◆ Given text:
**********

Judgment for defendant. Plaintiffs appealed.
The facts sufficiently appear in the opinion. The judge found that Market Square, or Market Street, was one of the streets in Asheville, and that in the middle of the street, which is a wide one, there is an uninclosed area, or parallelogram, known as Pack Square. This parallelogram has been paved, or otherwise adorned, by private munificence, without any expense to the plaintiffs or to the city, and is held and "dedicated to free and unobstructed public use" in connection with a monument there placed in honor of one of the State's greatest citizens — Zebulon B. Vance. There is a 12-foot walkway for foot passengers through the center of said strip, and crosswalks. The court finds as a fact that Pack Square is a part of Market Street. That part of Market Street which was left to be paved by the city and the abutting property holders is only so much thereof (396) as is still left for street use by wheeled vehicles, to wit, 60 feet, of which one part lies between the curb on the north side of Market Street and the reserved area known as Pack Square, and the other part lies between Pack Square and the southern curb of Market Street. Pack Square itself, which the judge finds is a part of Market Street, has not been paved at public expense. Of this 60 feet of Market Street which have been paved for public use, the cost of one-third thereof has been charged against the abutting property on the north side of Market Street, one-third against the abutting property on the south *Page 289 side of Market Street, and the cost of the other third has been charged up to the city treasury — the usual apportionment of the cost in street paving.
Market Street is a wide street — over 125 feet wide — and if one-third of paving its whole width had been assessed upon the abutting property on each side, it would have been much heavier than now; but by reserving the strip in the middle, known as Pack Square, for the patriotic purposes aforesaid, there is no cost assessed for paving that part of the street. The plaintiffs, who are assessed for one-third of the paving of that 60 feet of the street which is still kept for roadway, are called on to pay only $5.35 per front foot, or about $160 on a lot of 30 feet front in the heart of the progressive and growing city of Asheville, such lots being worth, as stated in the argument, over $10,000 each. This would seem sufficiently moderate and reasonable.

**********

◆ Recorded information:

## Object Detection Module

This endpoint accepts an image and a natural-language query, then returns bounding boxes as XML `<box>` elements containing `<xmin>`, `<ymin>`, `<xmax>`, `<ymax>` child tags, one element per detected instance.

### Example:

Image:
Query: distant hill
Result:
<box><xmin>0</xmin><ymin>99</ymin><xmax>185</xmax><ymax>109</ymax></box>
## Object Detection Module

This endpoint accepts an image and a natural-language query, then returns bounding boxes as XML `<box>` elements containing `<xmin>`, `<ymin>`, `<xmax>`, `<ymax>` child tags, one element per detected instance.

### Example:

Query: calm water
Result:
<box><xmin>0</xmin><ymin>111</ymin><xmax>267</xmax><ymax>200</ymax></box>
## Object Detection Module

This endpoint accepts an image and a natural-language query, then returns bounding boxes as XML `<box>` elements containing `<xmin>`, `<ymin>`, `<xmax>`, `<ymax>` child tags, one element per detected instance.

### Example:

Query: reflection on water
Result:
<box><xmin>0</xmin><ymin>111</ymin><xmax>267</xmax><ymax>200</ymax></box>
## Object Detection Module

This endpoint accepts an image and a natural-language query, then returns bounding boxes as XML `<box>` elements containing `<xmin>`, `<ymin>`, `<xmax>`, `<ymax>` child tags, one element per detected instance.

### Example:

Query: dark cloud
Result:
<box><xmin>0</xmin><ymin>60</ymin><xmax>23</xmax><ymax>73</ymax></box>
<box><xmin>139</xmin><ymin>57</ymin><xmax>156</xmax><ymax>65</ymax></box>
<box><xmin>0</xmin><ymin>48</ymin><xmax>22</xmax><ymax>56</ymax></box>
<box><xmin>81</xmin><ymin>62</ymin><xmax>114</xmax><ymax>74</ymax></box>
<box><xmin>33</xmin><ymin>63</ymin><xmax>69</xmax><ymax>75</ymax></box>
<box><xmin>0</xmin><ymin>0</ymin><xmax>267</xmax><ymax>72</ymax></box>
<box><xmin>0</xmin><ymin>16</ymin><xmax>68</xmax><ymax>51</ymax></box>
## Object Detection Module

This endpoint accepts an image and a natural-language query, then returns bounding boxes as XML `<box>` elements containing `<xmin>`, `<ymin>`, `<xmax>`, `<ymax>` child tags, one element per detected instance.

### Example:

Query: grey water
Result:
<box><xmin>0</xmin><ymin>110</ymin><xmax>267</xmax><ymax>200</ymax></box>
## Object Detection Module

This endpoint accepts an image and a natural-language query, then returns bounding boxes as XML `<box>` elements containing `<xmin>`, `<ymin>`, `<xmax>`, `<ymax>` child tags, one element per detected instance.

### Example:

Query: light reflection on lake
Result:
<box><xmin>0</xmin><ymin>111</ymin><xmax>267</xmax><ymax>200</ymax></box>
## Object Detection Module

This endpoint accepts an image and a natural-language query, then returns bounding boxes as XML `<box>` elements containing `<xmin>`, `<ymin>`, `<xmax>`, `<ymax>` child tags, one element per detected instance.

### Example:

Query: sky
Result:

**********

◆ Work to complete:
a. Please tally the lines of the records that contain the string "reflection", counting case as significant, and give only the number.
b. Resume the Market Street paving opinion from the point where it stops.
The Market Street paving opinion and the records are separate material.

◆ Results of the tasks:
a. 2

b.
The sole contention of the plaintiffs is that that part of Market Street lying on the north side of the reserved area should be treated as one street, and the property abutting thereon should pay one-third the cost of paving that only, and the city one-third, and that the city should pay another one-third, on the theory that the reserved area is the unoccupied south side of this narrow street; and the same contention is made as to that part of Market Street on the south side of the reserved area; that is, if Market Street is 125 feet wide, instead of the abutting property holders on each side paying for paving one-third (397) of said 125 feet and the city one-third, the plaintiffs contend that they are exempted from paving 65 feet in the center of the street, which are reserved for purposes aforesaid; that the remaining 60 feet should be divided into two very narrow streets, leaving the abutting owners to pay one-third for paving those narrow streets — say for 10 feet each (if the two narrow streets were of equal width) — and the city to pay for two-thirds, or 40 feet.
The court, however, has found as a fact that there is but one street; that the reserved area known as Pack Square (which is used by the public, except for wheel purposes) is a part of Market Street; that the cost of paving the 60 feet of the street outside of this strip which is reserved for pedestrains [pedestrians] is to be paid, one-third (or 20 feet) by the property on the north side of Market Street, one-third by the property on the south side of Market Street, and the remaining one-third by the city. In this judgment we find no error, and it is
Affirmed.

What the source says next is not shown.